*WHAT THIS TASK INVOLVES:* Count the lines in the entries below that contain the string "jacket". Reply with the number alone.

(Dataset items)
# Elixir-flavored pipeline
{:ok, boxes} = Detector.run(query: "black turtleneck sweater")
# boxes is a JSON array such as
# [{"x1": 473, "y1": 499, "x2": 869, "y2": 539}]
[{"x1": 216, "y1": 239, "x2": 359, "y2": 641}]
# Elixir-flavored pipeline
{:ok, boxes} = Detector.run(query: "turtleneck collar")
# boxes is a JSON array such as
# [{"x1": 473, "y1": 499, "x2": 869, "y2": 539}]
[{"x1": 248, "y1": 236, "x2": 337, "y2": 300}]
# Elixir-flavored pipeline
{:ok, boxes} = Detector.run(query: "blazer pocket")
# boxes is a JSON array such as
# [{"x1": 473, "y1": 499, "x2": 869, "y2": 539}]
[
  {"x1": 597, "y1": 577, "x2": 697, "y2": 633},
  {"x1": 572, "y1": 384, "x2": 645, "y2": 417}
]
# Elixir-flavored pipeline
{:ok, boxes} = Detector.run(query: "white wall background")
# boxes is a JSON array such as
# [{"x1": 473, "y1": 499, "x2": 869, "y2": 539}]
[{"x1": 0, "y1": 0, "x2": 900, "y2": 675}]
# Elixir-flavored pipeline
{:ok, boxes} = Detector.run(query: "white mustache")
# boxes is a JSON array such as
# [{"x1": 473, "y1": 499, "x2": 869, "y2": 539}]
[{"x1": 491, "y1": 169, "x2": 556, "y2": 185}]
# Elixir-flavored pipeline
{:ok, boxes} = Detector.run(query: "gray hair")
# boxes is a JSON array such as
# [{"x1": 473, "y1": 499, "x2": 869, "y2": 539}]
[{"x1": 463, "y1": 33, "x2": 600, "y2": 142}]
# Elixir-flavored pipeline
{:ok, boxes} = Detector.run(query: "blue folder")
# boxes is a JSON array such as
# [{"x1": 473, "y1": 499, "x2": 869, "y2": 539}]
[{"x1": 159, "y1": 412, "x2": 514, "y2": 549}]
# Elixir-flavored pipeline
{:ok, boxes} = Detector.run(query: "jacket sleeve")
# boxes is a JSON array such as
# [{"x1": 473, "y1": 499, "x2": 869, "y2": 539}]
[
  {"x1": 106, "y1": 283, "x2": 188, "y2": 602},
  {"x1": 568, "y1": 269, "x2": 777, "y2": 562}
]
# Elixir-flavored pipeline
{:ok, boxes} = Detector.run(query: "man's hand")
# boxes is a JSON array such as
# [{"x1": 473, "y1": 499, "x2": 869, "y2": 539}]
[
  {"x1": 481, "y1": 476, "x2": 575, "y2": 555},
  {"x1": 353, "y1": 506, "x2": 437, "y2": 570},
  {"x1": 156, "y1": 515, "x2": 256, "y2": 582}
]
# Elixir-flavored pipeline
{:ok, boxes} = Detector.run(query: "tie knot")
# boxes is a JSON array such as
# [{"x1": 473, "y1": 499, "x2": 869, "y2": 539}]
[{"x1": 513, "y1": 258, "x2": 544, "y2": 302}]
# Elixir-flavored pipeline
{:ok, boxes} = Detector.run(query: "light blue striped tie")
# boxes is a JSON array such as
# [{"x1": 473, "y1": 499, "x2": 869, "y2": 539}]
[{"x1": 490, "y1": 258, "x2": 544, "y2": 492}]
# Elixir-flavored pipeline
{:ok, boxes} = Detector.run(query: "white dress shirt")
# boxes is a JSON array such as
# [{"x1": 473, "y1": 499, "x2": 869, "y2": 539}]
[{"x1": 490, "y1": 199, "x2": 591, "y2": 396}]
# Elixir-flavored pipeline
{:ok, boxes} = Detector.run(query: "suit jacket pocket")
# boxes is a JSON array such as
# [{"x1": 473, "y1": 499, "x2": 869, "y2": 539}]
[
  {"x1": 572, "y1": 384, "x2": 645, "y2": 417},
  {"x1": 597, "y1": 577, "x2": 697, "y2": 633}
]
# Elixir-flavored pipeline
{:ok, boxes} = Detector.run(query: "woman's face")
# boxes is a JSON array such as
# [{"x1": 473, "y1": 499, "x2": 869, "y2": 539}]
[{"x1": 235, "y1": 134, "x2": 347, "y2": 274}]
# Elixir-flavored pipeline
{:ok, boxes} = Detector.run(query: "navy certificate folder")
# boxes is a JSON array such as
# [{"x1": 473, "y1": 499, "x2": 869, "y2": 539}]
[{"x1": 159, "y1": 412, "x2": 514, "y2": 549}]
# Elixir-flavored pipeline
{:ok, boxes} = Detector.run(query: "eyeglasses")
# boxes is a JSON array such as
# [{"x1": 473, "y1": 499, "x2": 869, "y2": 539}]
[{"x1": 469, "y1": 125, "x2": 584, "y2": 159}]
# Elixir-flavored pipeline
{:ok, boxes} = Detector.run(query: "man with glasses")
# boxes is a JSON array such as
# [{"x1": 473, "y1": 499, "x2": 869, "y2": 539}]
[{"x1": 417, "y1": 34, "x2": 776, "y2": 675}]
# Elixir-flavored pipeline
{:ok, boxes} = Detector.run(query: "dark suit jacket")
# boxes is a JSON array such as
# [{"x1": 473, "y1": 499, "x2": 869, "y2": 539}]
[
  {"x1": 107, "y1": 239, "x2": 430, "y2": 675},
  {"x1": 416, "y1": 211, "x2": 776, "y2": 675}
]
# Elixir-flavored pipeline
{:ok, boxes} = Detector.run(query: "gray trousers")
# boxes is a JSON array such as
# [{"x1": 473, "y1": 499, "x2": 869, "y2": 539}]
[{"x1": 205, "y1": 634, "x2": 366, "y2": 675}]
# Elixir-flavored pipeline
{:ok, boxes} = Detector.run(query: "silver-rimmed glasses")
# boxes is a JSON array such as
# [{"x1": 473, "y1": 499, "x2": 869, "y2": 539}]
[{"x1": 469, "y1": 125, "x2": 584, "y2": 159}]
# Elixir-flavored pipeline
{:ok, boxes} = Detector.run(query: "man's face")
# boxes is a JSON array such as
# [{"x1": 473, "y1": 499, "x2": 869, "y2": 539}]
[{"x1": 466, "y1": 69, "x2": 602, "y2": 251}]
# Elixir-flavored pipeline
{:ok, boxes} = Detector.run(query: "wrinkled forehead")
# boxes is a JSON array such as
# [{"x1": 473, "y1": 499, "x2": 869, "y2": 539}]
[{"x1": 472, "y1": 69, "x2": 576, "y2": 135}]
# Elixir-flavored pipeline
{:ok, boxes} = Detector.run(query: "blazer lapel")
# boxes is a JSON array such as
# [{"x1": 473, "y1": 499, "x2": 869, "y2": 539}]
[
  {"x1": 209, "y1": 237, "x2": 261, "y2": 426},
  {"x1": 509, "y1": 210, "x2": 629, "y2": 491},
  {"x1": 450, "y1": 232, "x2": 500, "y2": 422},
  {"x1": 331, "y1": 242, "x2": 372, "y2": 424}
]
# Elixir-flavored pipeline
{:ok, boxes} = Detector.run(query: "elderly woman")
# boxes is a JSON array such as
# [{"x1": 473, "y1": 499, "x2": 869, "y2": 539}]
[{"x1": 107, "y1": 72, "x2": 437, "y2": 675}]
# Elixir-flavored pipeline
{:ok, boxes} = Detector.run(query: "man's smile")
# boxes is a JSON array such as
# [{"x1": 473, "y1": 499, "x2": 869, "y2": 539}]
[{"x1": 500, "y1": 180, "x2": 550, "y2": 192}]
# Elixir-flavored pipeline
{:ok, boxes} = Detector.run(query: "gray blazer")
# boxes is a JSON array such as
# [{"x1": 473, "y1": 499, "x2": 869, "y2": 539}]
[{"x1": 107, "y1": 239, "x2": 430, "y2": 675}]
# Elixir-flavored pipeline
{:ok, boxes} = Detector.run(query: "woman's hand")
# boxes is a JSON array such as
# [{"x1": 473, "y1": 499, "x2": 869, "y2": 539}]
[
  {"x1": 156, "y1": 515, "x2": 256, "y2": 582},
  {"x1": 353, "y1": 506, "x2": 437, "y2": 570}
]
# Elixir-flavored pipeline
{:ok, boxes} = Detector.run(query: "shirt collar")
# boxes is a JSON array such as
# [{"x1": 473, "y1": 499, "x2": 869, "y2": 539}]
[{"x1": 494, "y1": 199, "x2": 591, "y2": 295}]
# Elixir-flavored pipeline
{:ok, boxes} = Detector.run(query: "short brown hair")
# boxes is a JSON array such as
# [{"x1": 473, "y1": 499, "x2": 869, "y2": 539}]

*THE RESPONSE:* 3